Exercise details:
From the entries below, transcribe exactly the lines between the line holding "Would you be able to point to the police van" and the line holding "Would you be able to point to the truck tire", inclusive; skip all other lines.

Dataset entries:
**********

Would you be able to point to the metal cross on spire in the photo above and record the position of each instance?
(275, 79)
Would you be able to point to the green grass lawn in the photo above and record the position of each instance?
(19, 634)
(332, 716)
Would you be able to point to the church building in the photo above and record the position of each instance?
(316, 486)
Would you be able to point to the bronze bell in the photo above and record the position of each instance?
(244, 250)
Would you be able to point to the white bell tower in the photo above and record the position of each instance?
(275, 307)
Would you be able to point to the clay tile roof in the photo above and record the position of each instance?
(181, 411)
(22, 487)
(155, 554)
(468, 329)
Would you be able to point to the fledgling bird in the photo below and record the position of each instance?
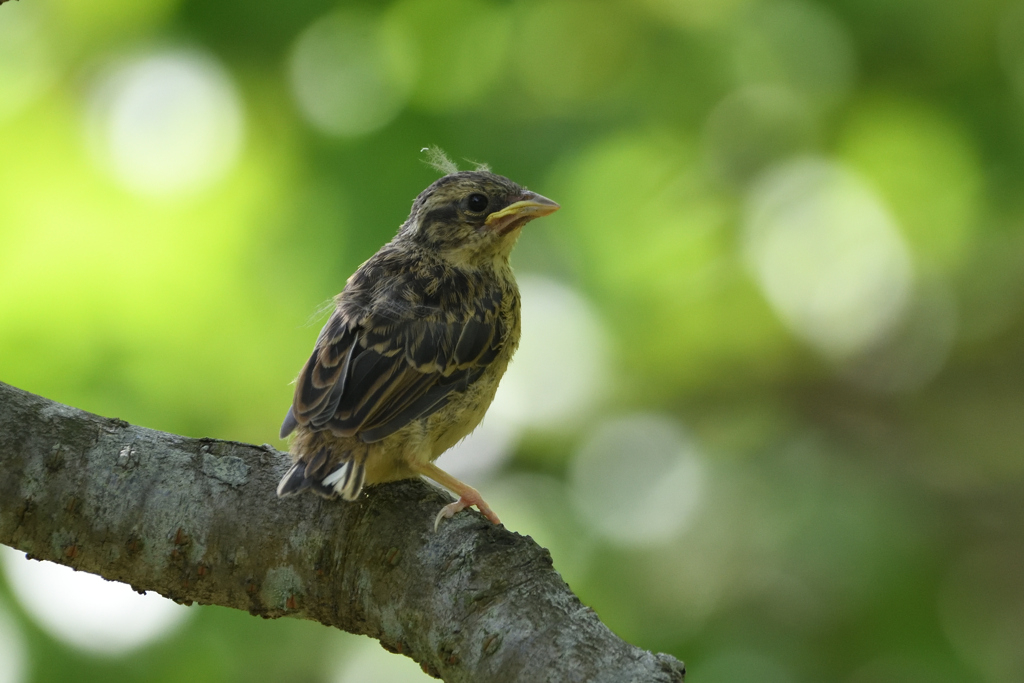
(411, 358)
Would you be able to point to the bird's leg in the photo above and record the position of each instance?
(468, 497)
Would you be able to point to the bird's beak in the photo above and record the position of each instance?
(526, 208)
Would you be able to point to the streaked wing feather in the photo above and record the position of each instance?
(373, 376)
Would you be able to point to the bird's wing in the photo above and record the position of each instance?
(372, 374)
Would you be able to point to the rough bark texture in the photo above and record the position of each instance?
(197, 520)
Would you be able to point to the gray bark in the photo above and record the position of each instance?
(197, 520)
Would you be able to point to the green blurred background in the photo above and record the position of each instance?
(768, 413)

**********

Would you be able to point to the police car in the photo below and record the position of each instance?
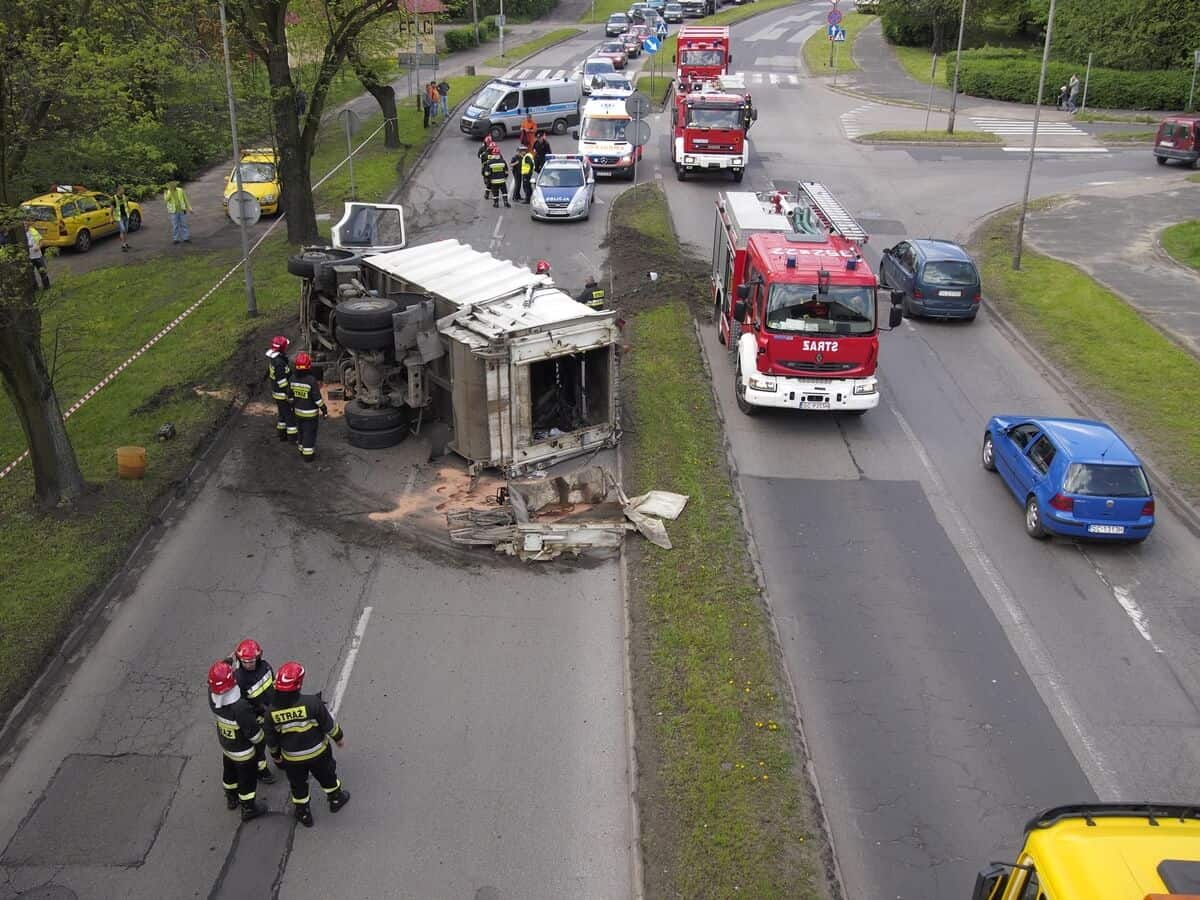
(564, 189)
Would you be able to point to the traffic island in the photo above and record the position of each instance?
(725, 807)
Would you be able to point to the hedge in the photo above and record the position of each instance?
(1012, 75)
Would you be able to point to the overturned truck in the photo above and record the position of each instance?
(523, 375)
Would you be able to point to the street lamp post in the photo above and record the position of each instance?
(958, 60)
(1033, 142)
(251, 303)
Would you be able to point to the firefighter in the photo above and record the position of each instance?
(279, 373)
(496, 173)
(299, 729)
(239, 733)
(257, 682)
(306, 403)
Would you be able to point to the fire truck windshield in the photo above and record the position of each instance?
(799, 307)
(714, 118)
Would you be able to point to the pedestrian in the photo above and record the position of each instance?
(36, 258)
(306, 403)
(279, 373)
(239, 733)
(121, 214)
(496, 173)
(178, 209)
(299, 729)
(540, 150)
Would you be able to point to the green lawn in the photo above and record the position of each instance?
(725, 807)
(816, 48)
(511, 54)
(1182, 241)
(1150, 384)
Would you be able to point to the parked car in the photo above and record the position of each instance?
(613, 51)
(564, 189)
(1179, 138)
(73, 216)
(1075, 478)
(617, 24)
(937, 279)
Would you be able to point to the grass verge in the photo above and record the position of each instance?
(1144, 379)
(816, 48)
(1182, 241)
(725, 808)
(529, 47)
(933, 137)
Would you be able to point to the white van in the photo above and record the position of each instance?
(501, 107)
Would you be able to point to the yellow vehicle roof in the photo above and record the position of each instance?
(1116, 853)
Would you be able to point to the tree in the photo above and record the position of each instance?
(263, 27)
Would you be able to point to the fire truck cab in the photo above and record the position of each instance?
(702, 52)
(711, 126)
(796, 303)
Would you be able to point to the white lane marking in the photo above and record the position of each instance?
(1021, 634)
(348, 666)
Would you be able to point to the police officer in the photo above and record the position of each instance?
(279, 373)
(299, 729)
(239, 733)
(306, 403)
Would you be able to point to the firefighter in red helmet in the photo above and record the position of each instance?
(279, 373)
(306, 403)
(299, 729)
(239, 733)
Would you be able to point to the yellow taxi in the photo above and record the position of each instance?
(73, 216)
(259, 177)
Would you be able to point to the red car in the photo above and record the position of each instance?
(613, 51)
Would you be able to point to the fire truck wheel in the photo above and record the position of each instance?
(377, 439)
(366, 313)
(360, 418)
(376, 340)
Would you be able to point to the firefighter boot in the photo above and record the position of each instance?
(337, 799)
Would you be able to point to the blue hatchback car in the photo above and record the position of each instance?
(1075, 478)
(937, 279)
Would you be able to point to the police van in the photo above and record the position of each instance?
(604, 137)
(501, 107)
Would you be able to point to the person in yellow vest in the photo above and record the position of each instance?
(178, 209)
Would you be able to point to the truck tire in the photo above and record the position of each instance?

**********

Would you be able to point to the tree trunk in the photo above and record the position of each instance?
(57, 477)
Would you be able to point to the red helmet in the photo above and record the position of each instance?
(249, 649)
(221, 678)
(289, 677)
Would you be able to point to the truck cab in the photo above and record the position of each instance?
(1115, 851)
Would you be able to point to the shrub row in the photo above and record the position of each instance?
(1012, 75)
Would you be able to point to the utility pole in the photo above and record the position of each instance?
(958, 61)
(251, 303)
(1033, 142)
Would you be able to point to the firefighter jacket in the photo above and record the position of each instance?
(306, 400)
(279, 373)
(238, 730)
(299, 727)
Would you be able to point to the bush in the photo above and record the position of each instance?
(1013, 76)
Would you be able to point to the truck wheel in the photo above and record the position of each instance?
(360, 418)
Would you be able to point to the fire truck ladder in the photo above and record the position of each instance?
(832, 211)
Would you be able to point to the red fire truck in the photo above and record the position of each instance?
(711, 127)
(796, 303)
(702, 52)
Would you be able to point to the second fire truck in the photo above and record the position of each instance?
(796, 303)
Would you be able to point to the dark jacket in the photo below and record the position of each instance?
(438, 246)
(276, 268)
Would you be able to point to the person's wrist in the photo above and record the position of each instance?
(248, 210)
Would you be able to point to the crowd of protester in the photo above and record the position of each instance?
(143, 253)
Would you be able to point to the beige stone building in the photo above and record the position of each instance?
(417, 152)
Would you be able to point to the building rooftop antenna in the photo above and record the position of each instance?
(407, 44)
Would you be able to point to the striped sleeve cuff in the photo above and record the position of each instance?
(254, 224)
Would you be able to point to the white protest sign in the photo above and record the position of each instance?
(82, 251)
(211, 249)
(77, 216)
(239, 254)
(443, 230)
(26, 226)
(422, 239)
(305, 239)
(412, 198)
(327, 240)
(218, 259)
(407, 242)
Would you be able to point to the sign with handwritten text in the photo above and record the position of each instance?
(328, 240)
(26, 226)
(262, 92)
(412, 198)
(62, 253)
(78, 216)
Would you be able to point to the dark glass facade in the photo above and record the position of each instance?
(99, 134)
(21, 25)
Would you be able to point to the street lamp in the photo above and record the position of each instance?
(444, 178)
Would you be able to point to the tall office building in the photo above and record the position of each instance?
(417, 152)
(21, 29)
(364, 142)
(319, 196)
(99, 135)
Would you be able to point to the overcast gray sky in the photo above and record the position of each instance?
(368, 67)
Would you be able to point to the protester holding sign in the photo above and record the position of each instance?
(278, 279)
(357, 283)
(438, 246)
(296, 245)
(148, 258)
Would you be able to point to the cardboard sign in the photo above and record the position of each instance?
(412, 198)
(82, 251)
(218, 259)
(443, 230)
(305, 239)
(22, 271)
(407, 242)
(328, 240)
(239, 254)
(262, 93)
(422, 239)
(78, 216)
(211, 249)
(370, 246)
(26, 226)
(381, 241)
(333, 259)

**********

Completed exercise:
Would you be able to point to the police van in the photo above and record the position of each instance?
(604, 137)
(501, 107)
Would you be able to point to the person in yellow vest in the photo above and record the position of each instance?
(178, 209)
Would you be able to point to the truck tire in the photo above and record the position of each instance?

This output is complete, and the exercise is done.